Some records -
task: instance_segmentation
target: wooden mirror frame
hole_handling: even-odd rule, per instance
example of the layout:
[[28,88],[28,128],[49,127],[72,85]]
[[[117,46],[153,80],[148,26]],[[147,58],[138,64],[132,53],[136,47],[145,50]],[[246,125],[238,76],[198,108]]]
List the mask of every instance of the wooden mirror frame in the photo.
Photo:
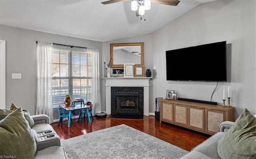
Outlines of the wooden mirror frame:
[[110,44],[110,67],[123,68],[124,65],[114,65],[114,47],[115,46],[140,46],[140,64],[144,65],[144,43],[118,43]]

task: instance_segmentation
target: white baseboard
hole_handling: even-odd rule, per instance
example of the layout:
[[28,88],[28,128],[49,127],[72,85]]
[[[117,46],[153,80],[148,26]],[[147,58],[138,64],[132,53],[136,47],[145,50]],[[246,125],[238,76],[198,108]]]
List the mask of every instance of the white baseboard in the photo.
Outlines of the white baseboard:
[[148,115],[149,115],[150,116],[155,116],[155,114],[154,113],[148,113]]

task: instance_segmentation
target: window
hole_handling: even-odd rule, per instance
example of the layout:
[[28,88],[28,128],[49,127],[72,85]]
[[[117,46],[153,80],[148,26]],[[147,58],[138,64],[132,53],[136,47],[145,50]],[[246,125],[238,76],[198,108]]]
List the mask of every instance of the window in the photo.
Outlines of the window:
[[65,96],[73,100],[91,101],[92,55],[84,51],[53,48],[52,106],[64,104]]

--

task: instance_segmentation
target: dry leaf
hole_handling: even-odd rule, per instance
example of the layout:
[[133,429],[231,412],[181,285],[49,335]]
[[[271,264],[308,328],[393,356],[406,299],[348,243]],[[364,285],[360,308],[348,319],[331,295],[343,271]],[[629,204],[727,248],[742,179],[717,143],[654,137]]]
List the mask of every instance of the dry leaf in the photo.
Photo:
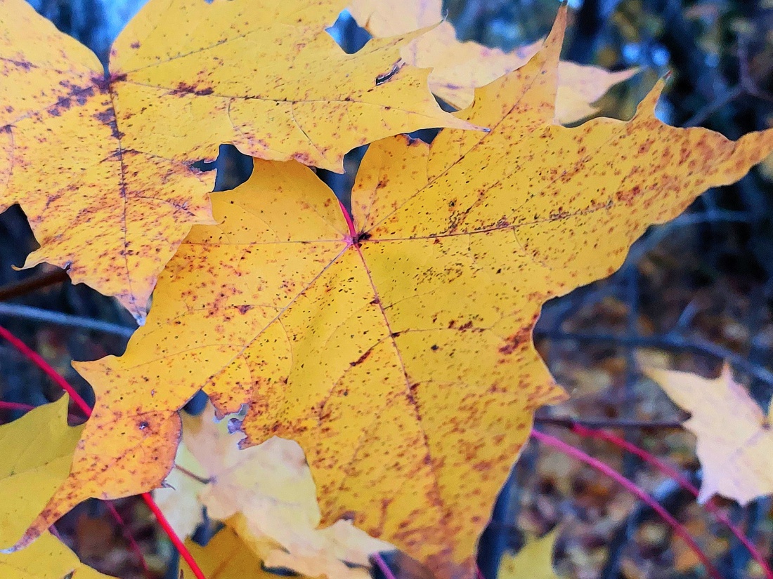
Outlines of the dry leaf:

--

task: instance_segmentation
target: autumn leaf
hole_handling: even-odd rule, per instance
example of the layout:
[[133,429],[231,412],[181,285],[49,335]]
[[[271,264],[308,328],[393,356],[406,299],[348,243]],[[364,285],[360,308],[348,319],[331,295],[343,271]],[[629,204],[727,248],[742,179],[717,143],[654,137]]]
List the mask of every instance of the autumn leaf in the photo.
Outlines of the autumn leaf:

Task description - How many of the lines above contain the word "mask"? Reply with the number alone.

Output below - 5